§ **Problem set**:
a) Answer these questions from the review of Tremors, one line each:
(i) Who directed the film?
(ii) Where were the locations that portray the fictional Nevada town?
(iii) Who wrote the score?
b) Pick up the review of Tremors after its final sentence and continue it.

§ **Text extract**:

----------

Delightfully entertaining flick is directed by Ron Underwood (City Slickers) from a script and story by he, Brent Maddock and S. S. Wilson. It’s light-hearted and fun, but smartly plays it just serious enough, to give the Graboids some serious threat. This way, their attacks are intense and suspenseful and we fear for this likable bunch of stranded characters. There is very little bloodshed, but there is enough death and carnage, so we take these monsters very seriously. Mixing horror and comedy isn’t always easy, but Tremors mixes the intensity and scares with the jokes and humor in just the right increments. It’s a blast of fun and the budget is large enough that the effects portraying the creatures and their activity are very realistic and it helps suspend our disbelief as to such beasts’ existence. The origin of the creatures is kept mostly ambiguous and here it works, as does letting us know exactly how many there are and thus need to be dealt with. There are hints of intelligence, too, though we never know just how smart they are, until it’s too late. The California locations are utilized perfectly to portray the fictional Nevada town and the film is fast paced with only small lulls between the action. The score by Ernest Troost adds to the suspense and the cast is as close to perfect as you can get for a big budget B-movie like this…and at heart, a B-movie this certainly is.

----------

§ **Dataset extract**:
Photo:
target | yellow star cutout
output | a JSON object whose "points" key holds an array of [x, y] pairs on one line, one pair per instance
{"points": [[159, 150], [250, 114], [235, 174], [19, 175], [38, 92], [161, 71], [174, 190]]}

----------

§ **Solved problems**:
a)
(i) Ron Underwood
(ii) California
(iii) Ernest Troost

b)
As for that cast…Kevin Bacon and Fred Ward have great chemistry as buds and business partners Val and Earl. They work really well together and their bickering only adds to the fun. Some very well written dialog between them, makes these two memorable and reluctantly heroic characters. Too bad they were never brought back together again in any of the sequels. Finn Carter makes for a cute and spunky heroine as geology grad student Rhonda LeBeck, who catches Valentine’s eye. She provides what little scientific exposition we get and proves she can hold her own with the boys. Reba McEntire and Michael Gross are absolutely hilarious as heavily armed survivalists, Heather and Burt Gummer. Another pair that work really well together here. Victor Wong (Egg Shen from Big Trouble in Little China) is also fun as cantankerous and opportunistic general store owner, Walter Chang and Star Trek II: The Wrath of Khan’s Bibi Besch has a small role as an ill-fated local. A great cast who all get the material perfectly!

This is a really fun and action packed movie that combines the thrills, chills and humor in exactly the right doses. It has a great cast, really cool and well rendered monsters and comes in at a perfectly economical 96 minutes. Tremors was not a big box office hit, but was successful enough on home video to spawn five more direct to video sequels, with a sixth sequel on the way. They all star Michael Gross, the only actor to appear in all the franchise installments, so far.

PERSONAL TRIVIA: A friend and I saw Tremors at a preview screening before it opened. We didn’t know what we were seeing, save that it was a science fiction movie with Fred Ward and Kevin Bacon. We had a blast with it and gave the film high marks when asked to fill out questionnaires at the end of the movie. Nothing got changed when the film was released, so it must have tested well. Not sure why it wasn’t a bigger box office hit, as it had all the ingredients of a great popcorn movie!

-MonsterZero NJ

Rated 3 and 1/2 (out of 4) Graboids.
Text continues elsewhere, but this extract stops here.